**Available data**.
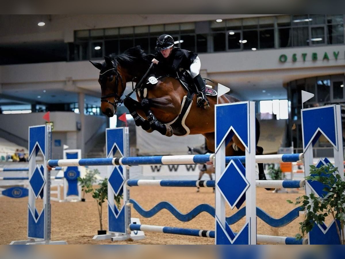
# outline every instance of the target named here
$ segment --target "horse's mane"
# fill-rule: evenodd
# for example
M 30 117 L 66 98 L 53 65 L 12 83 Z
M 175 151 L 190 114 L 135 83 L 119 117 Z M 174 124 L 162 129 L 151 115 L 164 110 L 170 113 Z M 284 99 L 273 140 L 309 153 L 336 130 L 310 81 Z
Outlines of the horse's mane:
M 147 55 L 140 46 L 130 48 L 118 55 L 112 54 L 109 57 L 116 60 L 121 67 L 137 73 L 146 72 L 150 63 Z

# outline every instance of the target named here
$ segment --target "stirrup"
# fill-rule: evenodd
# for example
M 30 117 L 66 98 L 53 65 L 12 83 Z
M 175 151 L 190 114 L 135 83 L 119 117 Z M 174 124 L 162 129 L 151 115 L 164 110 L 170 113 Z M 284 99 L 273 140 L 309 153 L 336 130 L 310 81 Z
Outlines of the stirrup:
M 198 107 L 204 107 L 204 108 L 205 110 L 210 107 L 210 105 L 207 99 L 201 97 L 198 97 L 197 100 L 197 106 Z

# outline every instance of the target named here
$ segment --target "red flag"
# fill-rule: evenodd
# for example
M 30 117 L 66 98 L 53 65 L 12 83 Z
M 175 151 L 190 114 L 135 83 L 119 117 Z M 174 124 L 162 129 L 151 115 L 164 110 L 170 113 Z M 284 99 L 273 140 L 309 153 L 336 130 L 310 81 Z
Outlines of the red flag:
M 48 112 L 46 113 L 44 115 L 43 115 L 43 117 L 42 118 L 43 119 L 45 119 L 48 122 L 50 122 L 50 119 L 49 118 L 49 117 L 50 116 L 50 112 Z
M 119 119 L 120 121 L 122 121 L 123 122 L 125 122 L 126 124 L 126 127 L 127 127 L 127 119 L 126 118 L 126 113 L 125 113 L 124 114 L 121 115 L 121 116 L 119 117 Z

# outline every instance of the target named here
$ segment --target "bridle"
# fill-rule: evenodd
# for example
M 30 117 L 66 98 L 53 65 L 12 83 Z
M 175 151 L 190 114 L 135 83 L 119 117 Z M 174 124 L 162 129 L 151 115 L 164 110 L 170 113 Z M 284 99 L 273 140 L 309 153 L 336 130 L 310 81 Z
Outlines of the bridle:
M 112 60 L 111 64 L 112 64 L 113 67 L 110 69 L 108 69 L 105 72 L 103 72 L 103 73 L 100 73 L 99 75 L 102 76 L 109 71 L 115 71 L 115 84 L 116 86 L 116 89 L 115 91 L 115 92 L 114 94 L 110 94 L 107 95 L 103 95 L 103 96 L 101 96 L 101 102 L 105 102 L 106 103 L 108 103 L 114 106 L 114 108 L 116 109 L 116 107 L 119 107 L 124 102 L 123 100 L 121 98 L 121 97 L 122 96 L 122 95 L 123 94 L 124 92 L 125 92 L 125 88 L 124 87 L 124 82 L 122 80 L 122 77 L 121 76 L 121 75 L 120 74 L 120 73 L 119 73 L 119 71 L 117 70 L 117 62 L 116 61 L 116 60 Z M 120 96 L 119 96 L 117 94 L 117 92 L 119 88 L 119 78 L 120 78 L 120 80 L 121 81 L 121 86 L 122 86 L 122 89 L 123 89 L 122 91 L 122 93 L 121 93 L 121 94 L 120 95 Z M 109 97 L 114 97 L 114 103 L 112 103 L 111 102 L 106 99 L 107 98 L 109 98 Z
M 153 63 L 151 63 L 151 65 L 150 66 L 150 67 L 148 69 L 147 71 L 146 71 L 146 73 L 145 73 L 145 74 L 141 78 L 140 81 L 139 81 L 139 83 L 136 84 L 135 87 L 132 87 L 133 89 L 132 91 L 128 95 L 126 95 L 126 97 L 124 100 L 121 99 L 121 97 L 122 96 L 122 95 L 124 94 L 124 92 L 125 92 L 125 88 L 123 87 L 123 81 L 122 80 L 122 77 L 121 77 L 121 75 L 120 74 L 120 73 L 119 73 L 119 71 L 117 70 L 117 61 L 116 61 L 116 60 L 112 60 L 111 63 L 112 64 L 113 67 L 110 69 L 108 69 L 106 71 L 103 72 L 103 73 L 100 73 L 99 75 L 102 76 L 109 71 L 112 70 L 115 71 L 115 83 L 116 85 L 116 90 L 115 91 L 115 93 L 114 94 L 108 94 L 106 95 L 103 95 L 103 96 L 101 96 L 101 102 L 105 102 L 106 103 L 110 104 L 114 106 L 114 109 L 116 109 L 117 107 L 119 107 L 121 106 L 121 105 L 124 103 L 124 102 L 129 98 L 130 96 L 133 93 L 136 91 L 140 90 L 140 88 L 142 85 L 142 81 L 146 78 L 146 76 L 147 75 L 150 70 L 151 70 L 151 68 L 152 68 L 152 66 L 153 66 Z M 123 89 L 122 91 L 122 93 L 121 93 L 121 94 L 119 96 L 117 94 L 117 90 L 118 88 L 119 78 L 121 80 L 121 85 L 122 86 L 122 89 Z M 106 99 L 108 98 L 109 97 L 115 97 L 114 98 L 114 103 L 112 103 L 111 102 L 108 101 L 108 100 L 106 100 Z M 117 100 L 117 98 L 118 98 L 118 100 Z M 126 105 L 125 104 L 125 105 Z

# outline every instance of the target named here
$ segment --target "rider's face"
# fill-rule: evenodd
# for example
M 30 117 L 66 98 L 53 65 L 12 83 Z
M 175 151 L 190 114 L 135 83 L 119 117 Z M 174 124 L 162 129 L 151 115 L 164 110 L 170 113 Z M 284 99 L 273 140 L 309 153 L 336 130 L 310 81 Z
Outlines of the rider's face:
M 170 55 L 170 53 L 171 53 L 171 51 L 172 50 L 172 47 L 171 48 L 169 48 L 168 49 L 164 49 L 160 51 L 160 53 L 163 55 L 163 56 L 165 58 L 167 58 Z

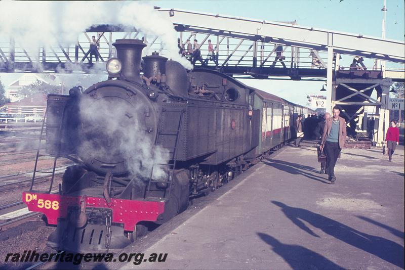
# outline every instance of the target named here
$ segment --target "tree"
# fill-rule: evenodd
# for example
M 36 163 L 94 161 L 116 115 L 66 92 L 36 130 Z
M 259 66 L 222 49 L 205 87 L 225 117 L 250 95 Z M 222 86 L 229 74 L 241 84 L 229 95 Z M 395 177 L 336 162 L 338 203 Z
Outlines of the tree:
M 53 85 L 44 82 L 44 81 L 36 80 L 28 85 L 23 86 L 20 90 L 20 95 L 21 97 L 30 97 L 35 94 L 61 94 L 61 87 L 59 85 Z
M 0 107 L 2 107 L 6 103 L 10 102 L 10 99 L 6 97 L 6 89 L 4 85 L 0 81 Z

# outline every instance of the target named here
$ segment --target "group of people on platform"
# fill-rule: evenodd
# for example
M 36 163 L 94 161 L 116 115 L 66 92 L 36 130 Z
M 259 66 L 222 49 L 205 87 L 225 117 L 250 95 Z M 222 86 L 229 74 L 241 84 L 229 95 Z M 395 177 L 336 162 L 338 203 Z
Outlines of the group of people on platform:
M 340 152 L 343 149 L 347 137 L 346 120 L 339 116 L 340 110 L 335 106 L 332 110 L 332 116 L 326 113 L 323 116 L 316 117 L 316 115 L 308 115 L 303 121 L 301 116 L 298 116 L 295 123 L 297 138 L 295 146 L 300 147 L 300 142 L 303 138 L 311 140 L 313 136 L 318 142 L 319 148 L 323 151 L 327 156 L 326 161 L 321 163 L 320 171 L 322 174 L 327 173 L 331 184 L 335 184 L 336 176 L 335 175 L 335 166 Z M 391 121 L 390 126 L 385 136 L 385 143 L 388 149 L 389 161 L 391 161 L 395 147 L 399 143 L 399 130 L 396 122 Z

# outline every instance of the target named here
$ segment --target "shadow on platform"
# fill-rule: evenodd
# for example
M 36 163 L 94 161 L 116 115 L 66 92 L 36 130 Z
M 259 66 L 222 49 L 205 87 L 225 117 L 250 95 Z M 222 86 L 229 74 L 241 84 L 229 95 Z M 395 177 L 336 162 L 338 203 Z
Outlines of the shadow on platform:
M 344 224 L 308 210 L 292 207 L 276 201 L 272 201 L 271 202 L 279 207 L 286 216 L 293 223 L 311 235 L 319 237 L 301 220 L 308 222 L 312 226 L 318 228 L 323 233 L 337 239 L 375 255 L 398 267 L 403 268 L 403 247 L 396 243 L 382 237 L 362 233 Z
M 400 172 L 399 171 L 394 171 L 393 170 L 391 170 L 391 172 L 393 172 L 394 173 L 396 173 L 397 174 L 398 174 L 398 175 L 399 175 L 401 177 L 405 176 L 405 173 L 404 173 L 403 172 Z
M 352 154 L 351 153 L 344 152 L 344 153 L 342 153 L 342 154 L 344 154 L 345 155 L 349 155 L 349 156 L 356 156 L 357 157 L 364 157 L 366 158 L 371 158 L 372 159 L 378 159 L 378 160 L 380 159 L 379 158 L 375 158 L 374 157 L 372 157 L 371 156 L 365 156 L 364 155 L 358 155 L 357 154 Z M 381 155 L 382 155 L 382 153 L 381 154 Z
M 321 178 L 320 176 L 315 176 L 314 175 L 305 171 L 308 171 L 311 172 L 314 172 L 315 173 L 318 173 L 318 170 L 313 167 L 305 166 L 297 163 L 293 163 L 292 162 L 284 161 L 282 160 L 279 160 L 277 159 L 266 159 L 266 161 L 263 161 L 262 162 L 266 165 L 271 166 L 278 170 L 285 171 L 292 174 L 301 174 L 313 180 L 316 180 L 316 181 L 319 181 L 319 182 L 325 184 L 330 184 L 328 181 L 323 178 Z M 319 169 L 320 169 L 320 165 L 319 165 Z M 327 174 L 323 174 L 323 175 L 325 175 L 327 177 L 328 177 L 328 175 Z
M 257 233 L 273 251 L 282 257 L 293 269 L 344 269 L 321 255 L 297 245 L 283 244 L 266 234 Z
M 381 227 L 382 228 L 385 229 L 393 235 L 395 236 L 397 236 L 399 238 L 401 239 L 403 239 L 403 238 L 405 237 L 405 233 L 403 232 L 401 232 L 396 229 L 393 228 L 388 225 L 385 225 L 385 224 L 383 224 L 382 223 L 380 223 L 378 221 L 376 221 L 375 220 L 373 220 L 371 218 L 369 218 L 368 217 L 366 217 L 365 216 L 361 216 L 361 215 L 356 215 L 357 217 L 358 217 L 360 219 L 362 219 L 366 221 L 370 222 L 372 224 L 374 224 L 379 227 Z

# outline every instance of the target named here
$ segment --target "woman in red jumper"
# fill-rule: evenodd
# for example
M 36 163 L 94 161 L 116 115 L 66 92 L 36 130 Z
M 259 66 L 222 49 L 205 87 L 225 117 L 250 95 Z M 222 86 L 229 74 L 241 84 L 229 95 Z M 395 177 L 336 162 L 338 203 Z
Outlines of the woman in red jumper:
M 399 129 L 396 127 L 395 121 L 391 121 L 391 126 L 388 127 L 385 135 L 385 143 L 388 148 L 388 157 L 389 161 L 392 159 L 392 154 L 395 151 L 396 145 L 399 144 Z

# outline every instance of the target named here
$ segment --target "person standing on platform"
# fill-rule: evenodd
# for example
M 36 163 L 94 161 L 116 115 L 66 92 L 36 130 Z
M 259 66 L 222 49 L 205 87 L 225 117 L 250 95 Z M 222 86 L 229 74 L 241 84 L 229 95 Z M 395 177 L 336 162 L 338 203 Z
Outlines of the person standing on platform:
M 295 132 L 297 132 L 297 139 L 295 139 L 295 146 L 297 147 L 300 147 L 300 142 L 301 142 L 302 137 L 304 136 L 304 133 L 302 132 L 302 123 L 301 122 L 301 120 L 302 117 L 301 115 L 298 115 L 297 120 L 295 120 Z
M 399 144 L 399 129 L 396 127 L 396 122 L 391 121 L 391 126 L 388 127 L 385 135 L 385 143 L 388 148 L 388 161 L 392 161 L 392 155 L 395 151 L 395 147 Z
M 326 163 L 326 173 L 329 175 L 329 180 L 331 184 L 335 184 L 336 177 L 335 176 L 335 165 L 346 142 L 346 121 L 339 116 L 340 110 L 337 106 L 332 110 L 333 117 L 325 119 L 323 134 L 320 142 L 320 149 L 325 148 L 328 157 Z
M 315 133 L 315 136 L 316 136 L 317 142 L 318 139 L 319 140 L 322 139 L 322 135 L 323 134 L 323 129 L 325 127 L 326 121 L 327 119 L 330 118 L 331 114 L 329 113 L 326 113 L 325 115 L 323 115 L 324 120 L 320 121 L 318 123 L 318 125 L 316 126 L 316 128 L 315 129 L 315 131 L 314 132 L 314 133 Z M 320 143 L 320 141 L 319 141 L 319 143 Z M 319 173 L 321 174 L 323 174 L 326 171 L 326 162 L 320 163 L 320 171 L 319 172 Z

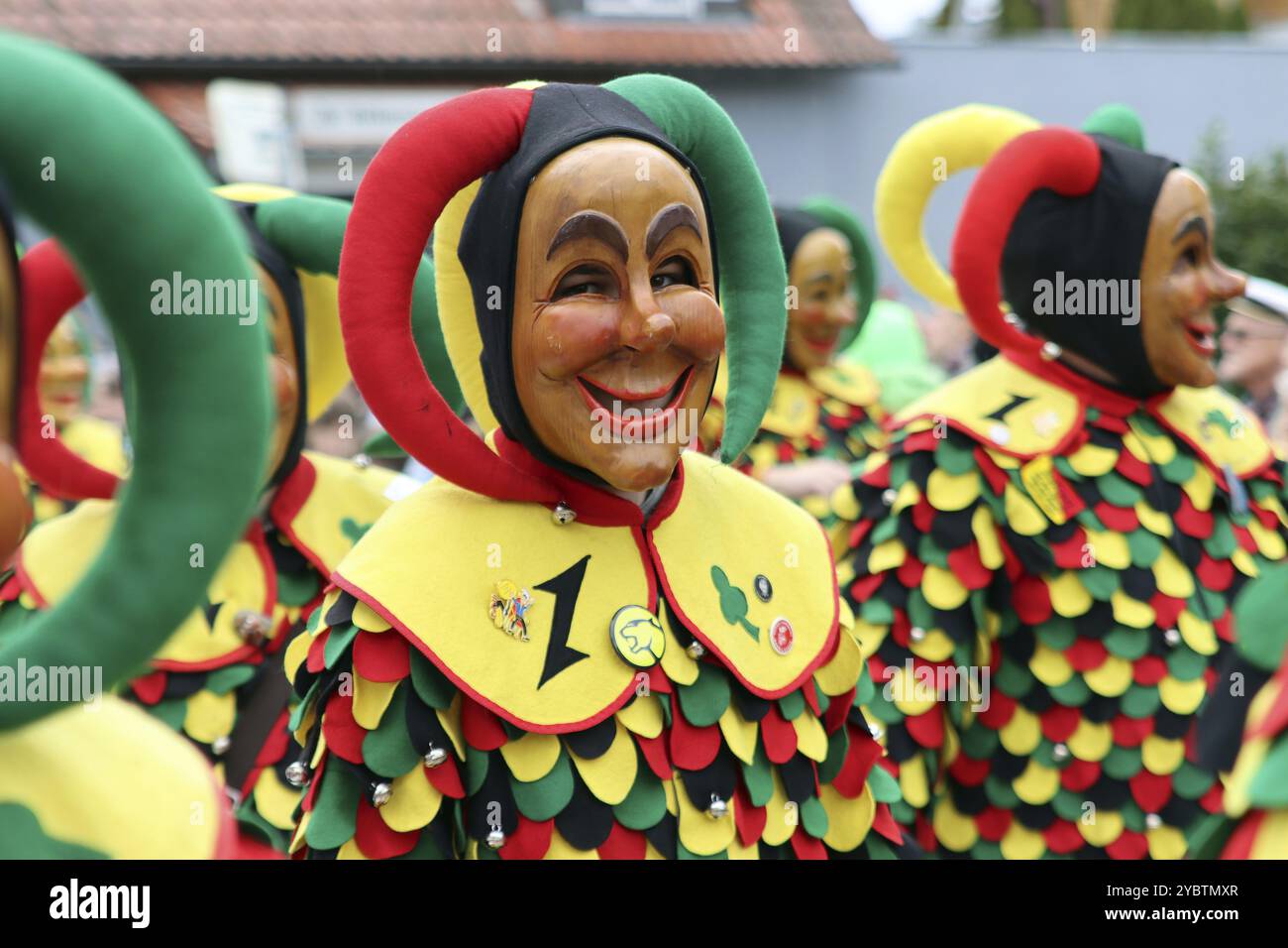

**Directions for this task**. Filter the listing above and copy out every line that contains the string "flag", treating uppercase and lowercase as distinct.

**Response to this task**.
$ segment --target "red flag"
Outlines of the red flag:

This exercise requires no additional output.